-- start of The data --
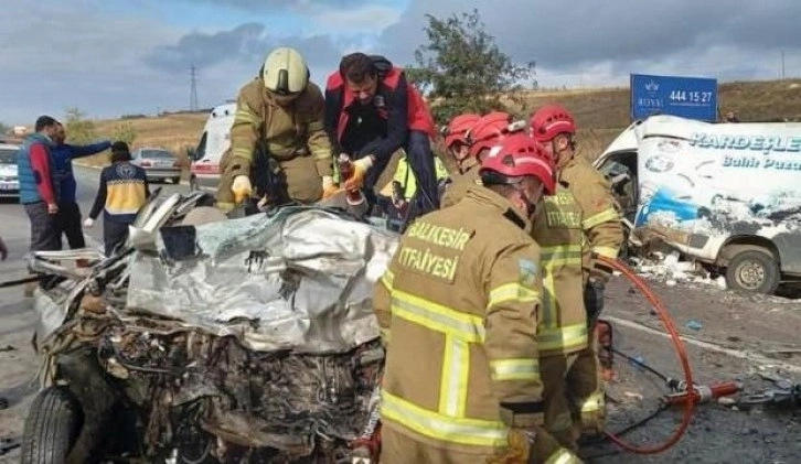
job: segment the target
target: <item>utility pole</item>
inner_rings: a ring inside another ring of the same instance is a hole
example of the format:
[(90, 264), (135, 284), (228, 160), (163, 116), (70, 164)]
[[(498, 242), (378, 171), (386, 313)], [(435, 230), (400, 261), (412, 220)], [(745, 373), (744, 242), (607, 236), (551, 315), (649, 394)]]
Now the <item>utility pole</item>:
[(189, 94), (189, 110), (190, 111), (197, 111), (197, 75), (195, 74), (195, 67), (192, 65), (190, 67), (190, 75), (191, 75), (191, 89)]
-- end of The data --
> [Objective] Retype every line of the records above verbatim, leaving out the pictures.

> [In response]
job: segment the target
target: <item>utility pole</item>
inner_rings: a ring inside another ring of the same instance is a hole
example of the format:
[(90, 264), (135, 284), (228, 160), (163, 116), (70, 164)]
[[(498, 242), (378, 171), (386, 313)], [(435, 230), (400, 261), (412, 220)], [(745, 373), (744, 242), (607, 236), (551, 315), (649, 394)]]
Now the <item>utility pole</item>:
[(189, 94), (189, 110), (190, 111), (197, 111), (197, 75), (195, 74), (195, 67), (192, 65), (190, 67), (190, 75), (191, 75), (191, 89)]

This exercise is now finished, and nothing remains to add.